> **READING PASSAGE**:
/---
There was significant variation in these rates according to age, with women under 35 having the highest average pregnancy rates and overall live birth rates.
The fertility workup
The workup demystified
What happens when you see a health care provider for fertility concerns? Generally, your doctor will conduct an evaluation that begins with a review of your medical and personal histories. You'll likely discuss everything from family medical history to diet and lifestyle to your current sexual practices.
Your doctor will also conduct an exam. Depending on your medical and lifestyle history, he or she will then conduct some tests, beginning with the simplest and least invasive ones. At a later point, you may need to undergo more advanced evaluation.
What happens during the female exam
The female exam consists of a general physical exam, a breast exam, and a comprehensive pelvic exam. During the pelvic exam, your doctor will determine the size, shape, and position of your reproductive organs. Many doctors will also complete a routine Pap test to detect any infections and rule out cervical cancer. Blood work will also be done to check for sexually transmitted infections like human immunodeficiency virus (HIV), gonorrhea, and syphilis. Individual hormone levels will also be tested. Your doctor may also recommend an ultrasound to look at the ovaries.
What happens during the male exam
The male exam includes a general physical along with an examination of the testes, penis, and scrotum. Your doctor will look for varicoceles in the scrotal sac, which are found in about 40% of men who are undergoing evaluation for infertility. Your doctor may also take a culture from the opening of the penis in order to rule out infection.
What your health care provider is looking for
Basically, your doctor is attempting to answer four key questions:
- Is there a sperm problem?
A man will be asked to provide a semen sample to determine the quality, volume, concentration, and motility of his sperm. The health care provider may also conduct blood tests to check FSH (follicle stimulating hormone), LH (luteinizing hormone), and testosterone levels (see the Glossary for information on these hormones).
- Is there an ovulation problem?
Even when a woman is having her periods, she may not be ovulating. Your doctor will attempt to determine if your ovulation is irregular or if you're ovulating at all. A number of tests can help determine your ovulatory status.
Some doctors may gather information about the menstrual cycle using a basal body temperature (BBT). You take your temperature each morning and plots its daily changes. After a few months of charting, your doctor can often determine if ovulation is happening and if problems are occurring within the cycle.
Blood work may also be performed to determine if hormonal imbalances exist.
- Are the egg and sperm able to unite?
A number of factors can make it difficult for the sperm and egg to come together.
Sometimes the mucus around a woman's cervix prevents sperm from reaching the fallopian tube. In rare cases, if your doctor suspects a problem, he or she may order a cervical mucus or postcoital test to determine if the quality and consistency of the mucus is allowing this to happen.
\---
> **TASKS FOR THIS EXERCISE**:
1. Answer these questions from the fertility workup passage.
(a) In about what percentage of men undergoing evaluation for infertility are varicoceles found?
(b) Which three hormone levels may a health care provider check with blood tests in a man?
(c) What three exams make up the female exam?
2. Reproduce the part of the fertility workup passage starting at "What your health" and ending at "an ovulation problem?".
None of the tasks require the entries.

> **RECORDS**:
/---
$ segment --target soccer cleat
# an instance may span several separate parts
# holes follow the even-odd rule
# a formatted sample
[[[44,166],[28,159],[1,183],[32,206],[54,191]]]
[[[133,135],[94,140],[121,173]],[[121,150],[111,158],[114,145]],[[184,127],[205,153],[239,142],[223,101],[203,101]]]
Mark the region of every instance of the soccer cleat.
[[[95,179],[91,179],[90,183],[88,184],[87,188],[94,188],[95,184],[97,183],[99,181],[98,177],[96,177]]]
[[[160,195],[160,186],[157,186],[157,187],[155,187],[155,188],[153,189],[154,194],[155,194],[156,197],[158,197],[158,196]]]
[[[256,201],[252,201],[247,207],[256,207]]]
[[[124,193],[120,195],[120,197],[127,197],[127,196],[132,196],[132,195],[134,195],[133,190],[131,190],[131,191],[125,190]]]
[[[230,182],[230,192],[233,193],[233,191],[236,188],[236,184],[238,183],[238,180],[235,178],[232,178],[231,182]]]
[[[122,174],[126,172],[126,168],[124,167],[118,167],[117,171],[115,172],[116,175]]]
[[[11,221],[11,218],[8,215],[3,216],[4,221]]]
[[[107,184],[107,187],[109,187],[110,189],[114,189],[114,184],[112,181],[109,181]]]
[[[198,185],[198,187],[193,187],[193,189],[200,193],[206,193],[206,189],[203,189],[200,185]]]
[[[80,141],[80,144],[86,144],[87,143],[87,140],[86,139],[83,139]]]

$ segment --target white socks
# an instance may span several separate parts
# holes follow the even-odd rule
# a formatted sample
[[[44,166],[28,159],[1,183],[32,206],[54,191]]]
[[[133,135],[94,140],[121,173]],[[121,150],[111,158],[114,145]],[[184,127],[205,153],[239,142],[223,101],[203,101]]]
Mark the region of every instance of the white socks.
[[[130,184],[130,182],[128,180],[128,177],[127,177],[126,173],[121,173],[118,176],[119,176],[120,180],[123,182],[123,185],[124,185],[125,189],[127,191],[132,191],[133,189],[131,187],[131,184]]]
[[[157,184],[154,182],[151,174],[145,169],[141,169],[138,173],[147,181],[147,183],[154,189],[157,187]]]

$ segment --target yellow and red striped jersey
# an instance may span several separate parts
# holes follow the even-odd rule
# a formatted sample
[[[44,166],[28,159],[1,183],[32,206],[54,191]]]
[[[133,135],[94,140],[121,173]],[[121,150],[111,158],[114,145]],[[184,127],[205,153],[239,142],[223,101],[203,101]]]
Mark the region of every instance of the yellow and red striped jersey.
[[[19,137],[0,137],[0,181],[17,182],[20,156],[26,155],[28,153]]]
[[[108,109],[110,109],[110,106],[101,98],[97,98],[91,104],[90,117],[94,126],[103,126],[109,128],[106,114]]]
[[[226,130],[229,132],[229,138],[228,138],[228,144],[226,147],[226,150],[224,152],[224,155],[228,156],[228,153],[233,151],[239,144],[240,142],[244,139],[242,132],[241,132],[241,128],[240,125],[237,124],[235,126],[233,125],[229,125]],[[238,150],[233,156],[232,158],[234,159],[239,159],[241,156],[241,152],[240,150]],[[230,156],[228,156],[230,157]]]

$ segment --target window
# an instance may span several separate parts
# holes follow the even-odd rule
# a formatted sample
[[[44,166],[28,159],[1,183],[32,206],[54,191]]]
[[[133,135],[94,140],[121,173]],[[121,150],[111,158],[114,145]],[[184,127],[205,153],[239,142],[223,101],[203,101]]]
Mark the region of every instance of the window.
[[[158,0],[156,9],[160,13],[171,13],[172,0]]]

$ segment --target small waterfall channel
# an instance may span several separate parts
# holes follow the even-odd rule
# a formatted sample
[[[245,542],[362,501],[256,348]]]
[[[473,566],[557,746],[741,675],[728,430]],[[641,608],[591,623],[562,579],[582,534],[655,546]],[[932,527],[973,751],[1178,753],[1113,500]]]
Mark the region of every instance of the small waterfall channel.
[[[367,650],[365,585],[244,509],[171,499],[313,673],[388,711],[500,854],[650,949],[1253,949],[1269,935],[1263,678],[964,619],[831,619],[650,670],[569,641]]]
\---
/---
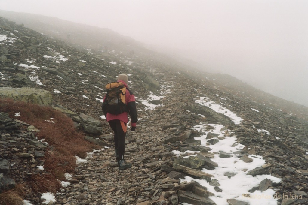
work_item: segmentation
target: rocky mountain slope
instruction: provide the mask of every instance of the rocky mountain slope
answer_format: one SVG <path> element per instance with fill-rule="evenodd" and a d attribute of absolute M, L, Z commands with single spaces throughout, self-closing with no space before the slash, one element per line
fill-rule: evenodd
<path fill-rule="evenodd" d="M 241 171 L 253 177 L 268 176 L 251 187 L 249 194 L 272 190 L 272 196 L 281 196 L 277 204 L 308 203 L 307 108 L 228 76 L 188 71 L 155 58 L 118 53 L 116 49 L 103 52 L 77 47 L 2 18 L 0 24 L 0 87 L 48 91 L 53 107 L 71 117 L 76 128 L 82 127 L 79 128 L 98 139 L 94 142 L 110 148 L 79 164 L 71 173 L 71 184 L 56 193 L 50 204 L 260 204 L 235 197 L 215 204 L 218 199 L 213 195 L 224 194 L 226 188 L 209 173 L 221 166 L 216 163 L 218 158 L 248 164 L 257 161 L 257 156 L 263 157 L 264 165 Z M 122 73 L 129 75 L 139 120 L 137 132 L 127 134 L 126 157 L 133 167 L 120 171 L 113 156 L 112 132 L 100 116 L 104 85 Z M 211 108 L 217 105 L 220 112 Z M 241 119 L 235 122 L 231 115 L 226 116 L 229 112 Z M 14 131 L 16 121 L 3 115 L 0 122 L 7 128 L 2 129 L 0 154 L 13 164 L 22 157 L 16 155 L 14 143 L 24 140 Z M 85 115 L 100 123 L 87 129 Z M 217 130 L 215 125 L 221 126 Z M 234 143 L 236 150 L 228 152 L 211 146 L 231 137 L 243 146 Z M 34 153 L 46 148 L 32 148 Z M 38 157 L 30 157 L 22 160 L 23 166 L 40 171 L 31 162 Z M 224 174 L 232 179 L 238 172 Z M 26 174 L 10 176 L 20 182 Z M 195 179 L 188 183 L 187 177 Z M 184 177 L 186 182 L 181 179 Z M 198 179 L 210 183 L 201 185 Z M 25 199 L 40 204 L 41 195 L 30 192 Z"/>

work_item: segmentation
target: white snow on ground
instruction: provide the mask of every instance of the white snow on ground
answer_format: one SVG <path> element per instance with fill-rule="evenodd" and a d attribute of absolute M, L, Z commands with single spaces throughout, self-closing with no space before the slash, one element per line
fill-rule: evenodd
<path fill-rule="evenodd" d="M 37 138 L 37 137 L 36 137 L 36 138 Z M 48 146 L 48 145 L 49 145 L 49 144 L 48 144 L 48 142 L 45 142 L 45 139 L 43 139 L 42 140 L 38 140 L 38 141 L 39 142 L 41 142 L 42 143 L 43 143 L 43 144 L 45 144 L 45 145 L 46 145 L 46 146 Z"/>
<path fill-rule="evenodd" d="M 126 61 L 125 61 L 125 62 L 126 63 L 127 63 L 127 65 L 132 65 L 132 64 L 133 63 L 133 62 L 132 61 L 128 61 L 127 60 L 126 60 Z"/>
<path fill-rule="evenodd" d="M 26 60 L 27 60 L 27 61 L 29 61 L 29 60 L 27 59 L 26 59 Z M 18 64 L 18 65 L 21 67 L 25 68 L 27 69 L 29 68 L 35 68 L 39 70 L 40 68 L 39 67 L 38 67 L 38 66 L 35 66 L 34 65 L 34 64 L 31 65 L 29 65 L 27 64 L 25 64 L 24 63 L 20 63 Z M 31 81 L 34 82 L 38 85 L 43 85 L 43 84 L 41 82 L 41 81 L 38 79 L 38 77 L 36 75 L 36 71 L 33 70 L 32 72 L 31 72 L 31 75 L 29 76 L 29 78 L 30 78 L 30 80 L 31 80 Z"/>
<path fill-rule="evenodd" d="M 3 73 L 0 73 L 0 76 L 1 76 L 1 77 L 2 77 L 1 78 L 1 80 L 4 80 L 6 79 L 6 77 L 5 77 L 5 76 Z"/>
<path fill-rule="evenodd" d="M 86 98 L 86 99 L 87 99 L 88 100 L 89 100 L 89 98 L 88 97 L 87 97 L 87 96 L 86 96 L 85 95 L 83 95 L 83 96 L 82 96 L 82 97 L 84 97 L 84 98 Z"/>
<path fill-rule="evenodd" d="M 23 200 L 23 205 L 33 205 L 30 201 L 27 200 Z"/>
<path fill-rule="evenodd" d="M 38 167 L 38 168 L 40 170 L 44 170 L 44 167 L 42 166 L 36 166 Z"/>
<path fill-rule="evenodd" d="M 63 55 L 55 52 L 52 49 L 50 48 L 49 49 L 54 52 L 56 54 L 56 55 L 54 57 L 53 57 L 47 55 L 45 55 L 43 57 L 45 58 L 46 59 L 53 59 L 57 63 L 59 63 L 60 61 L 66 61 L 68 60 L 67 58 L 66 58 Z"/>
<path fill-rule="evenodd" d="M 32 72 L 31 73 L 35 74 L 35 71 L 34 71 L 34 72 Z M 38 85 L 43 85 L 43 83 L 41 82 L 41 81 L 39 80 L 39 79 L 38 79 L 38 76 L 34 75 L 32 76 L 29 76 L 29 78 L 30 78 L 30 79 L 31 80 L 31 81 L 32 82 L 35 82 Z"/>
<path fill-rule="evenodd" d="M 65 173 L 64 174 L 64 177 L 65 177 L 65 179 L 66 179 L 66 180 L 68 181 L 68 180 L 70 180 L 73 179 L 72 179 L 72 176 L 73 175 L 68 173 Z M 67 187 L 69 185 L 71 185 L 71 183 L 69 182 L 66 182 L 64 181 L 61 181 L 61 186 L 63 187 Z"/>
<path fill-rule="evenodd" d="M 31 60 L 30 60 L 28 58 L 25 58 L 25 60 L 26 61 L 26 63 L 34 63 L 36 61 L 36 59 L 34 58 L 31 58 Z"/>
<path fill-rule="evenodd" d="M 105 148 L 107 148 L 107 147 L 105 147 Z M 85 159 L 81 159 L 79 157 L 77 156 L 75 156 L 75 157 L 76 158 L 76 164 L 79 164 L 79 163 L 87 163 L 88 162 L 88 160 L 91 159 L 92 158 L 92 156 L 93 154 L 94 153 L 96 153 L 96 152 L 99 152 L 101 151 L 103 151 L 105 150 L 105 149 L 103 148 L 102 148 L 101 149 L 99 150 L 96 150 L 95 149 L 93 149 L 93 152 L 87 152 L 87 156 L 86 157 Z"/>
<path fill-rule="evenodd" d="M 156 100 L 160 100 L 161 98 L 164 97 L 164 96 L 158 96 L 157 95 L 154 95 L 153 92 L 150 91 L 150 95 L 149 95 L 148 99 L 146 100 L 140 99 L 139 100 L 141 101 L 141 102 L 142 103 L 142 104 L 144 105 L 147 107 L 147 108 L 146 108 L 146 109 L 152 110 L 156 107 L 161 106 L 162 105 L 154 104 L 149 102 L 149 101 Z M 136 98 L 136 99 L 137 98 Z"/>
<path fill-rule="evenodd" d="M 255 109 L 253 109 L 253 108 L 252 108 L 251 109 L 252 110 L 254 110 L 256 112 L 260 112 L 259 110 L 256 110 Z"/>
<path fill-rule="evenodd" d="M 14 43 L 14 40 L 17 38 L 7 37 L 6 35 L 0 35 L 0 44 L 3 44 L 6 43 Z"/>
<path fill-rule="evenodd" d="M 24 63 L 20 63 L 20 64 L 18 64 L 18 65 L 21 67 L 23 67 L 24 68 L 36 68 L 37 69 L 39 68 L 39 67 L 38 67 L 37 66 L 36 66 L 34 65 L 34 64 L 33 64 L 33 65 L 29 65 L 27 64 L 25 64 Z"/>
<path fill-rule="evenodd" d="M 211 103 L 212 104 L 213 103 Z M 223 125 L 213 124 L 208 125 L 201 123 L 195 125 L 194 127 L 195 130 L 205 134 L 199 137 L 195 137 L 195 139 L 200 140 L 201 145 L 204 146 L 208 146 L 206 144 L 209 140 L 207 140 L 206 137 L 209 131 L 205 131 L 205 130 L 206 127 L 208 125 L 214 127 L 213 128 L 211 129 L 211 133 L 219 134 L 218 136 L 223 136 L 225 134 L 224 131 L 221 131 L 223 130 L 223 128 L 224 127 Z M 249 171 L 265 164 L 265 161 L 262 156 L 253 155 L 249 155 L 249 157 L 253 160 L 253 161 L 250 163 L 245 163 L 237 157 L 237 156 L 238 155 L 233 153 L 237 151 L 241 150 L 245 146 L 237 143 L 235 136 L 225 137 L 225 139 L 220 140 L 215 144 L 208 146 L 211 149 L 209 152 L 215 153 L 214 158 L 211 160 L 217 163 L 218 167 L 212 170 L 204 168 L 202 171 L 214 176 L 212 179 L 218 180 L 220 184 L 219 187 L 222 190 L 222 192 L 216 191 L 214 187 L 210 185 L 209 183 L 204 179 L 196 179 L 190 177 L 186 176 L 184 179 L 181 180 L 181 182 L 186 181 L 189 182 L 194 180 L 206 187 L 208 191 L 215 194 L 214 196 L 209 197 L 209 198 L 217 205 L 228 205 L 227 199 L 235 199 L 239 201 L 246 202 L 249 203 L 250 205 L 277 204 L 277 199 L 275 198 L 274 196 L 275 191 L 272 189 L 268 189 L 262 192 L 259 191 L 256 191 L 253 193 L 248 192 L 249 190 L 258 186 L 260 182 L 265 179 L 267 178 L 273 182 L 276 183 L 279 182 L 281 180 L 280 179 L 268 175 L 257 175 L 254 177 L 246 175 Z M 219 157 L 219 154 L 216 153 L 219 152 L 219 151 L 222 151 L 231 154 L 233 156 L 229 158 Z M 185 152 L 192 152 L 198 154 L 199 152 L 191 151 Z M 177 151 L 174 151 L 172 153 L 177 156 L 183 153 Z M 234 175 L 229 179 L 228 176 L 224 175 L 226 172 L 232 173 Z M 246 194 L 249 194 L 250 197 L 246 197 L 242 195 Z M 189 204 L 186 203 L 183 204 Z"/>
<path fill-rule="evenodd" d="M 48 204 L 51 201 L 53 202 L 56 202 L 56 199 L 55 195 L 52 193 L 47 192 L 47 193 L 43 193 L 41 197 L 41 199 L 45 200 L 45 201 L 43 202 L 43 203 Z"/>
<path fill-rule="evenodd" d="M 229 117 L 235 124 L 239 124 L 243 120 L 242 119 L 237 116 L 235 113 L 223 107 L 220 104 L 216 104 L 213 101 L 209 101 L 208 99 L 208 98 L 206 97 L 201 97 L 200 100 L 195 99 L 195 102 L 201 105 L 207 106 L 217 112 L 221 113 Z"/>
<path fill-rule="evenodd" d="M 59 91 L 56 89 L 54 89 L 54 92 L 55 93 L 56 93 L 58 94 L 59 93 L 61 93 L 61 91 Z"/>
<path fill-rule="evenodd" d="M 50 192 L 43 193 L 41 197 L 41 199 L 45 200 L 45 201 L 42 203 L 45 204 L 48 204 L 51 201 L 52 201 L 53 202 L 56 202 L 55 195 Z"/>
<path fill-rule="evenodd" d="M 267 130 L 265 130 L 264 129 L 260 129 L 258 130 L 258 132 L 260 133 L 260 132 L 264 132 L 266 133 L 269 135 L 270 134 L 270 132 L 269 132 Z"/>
\---
> **SOLUTION SET**:
1.
(a) About 40%.
(b) FSH (follicle stimulating hormone), LH (luteinizing hormone), and testosterone.
(c) A general physical exam, a breast exam, and a comprehensive pelvic exam.

2.
What your health care provider is looking for
Basically, your doctor is attempting to answer four key questions:
- Is there a sperm problem?
A man will be asked to provide a semen sample to determine the quality, volume, concentration, and motility of his sperm. The health care provider may also conduct blood tests to check FSH (follicle stimulating hormone), LH (luteinizing hormone), and testosterone levels (see the Glossary for information on these hormones).
- Is there an ovulation problem?